### EXERCISE PROMPT:
Copy the records below, putting "calf's" in place of every "cow's" and leaving the rest unchanged.

(Rows from a dataset)
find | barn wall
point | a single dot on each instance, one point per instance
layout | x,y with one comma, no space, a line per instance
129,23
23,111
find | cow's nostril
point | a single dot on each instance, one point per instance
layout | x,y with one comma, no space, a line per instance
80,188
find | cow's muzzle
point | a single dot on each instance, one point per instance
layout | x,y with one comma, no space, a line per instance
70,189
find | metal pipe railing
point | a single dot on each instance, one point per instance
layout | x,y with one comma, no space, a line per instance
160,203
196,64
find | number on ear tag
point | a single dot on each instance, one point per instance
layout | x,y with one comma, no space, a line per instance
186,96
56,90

### RESULT OF THIS TASK:
find | barn wall
point | a single dot on each instance, one point per instance
layout | x,y with one comma, no space, a line per instance
129,23
23,111
find | calf's nostril
point | a single dot on each instance, one point per instance
layout | x,y with one comma, no space, a line per instance
80,188
find | calf's muzzle
point | a single dot on each instance, one point per instance
layout | x,y with one comma, no space, a line per instance
70,189
find | metal pipe railing
point | a single dot on each instance, one point per instance
layout | x,y with one comma, no space, a line per instance
160,203
196,64
find | number on ear tag
point | a single dot on each instance, one point per instance
layout | x,y with one comma, no space, a line per instance
186,96
56,90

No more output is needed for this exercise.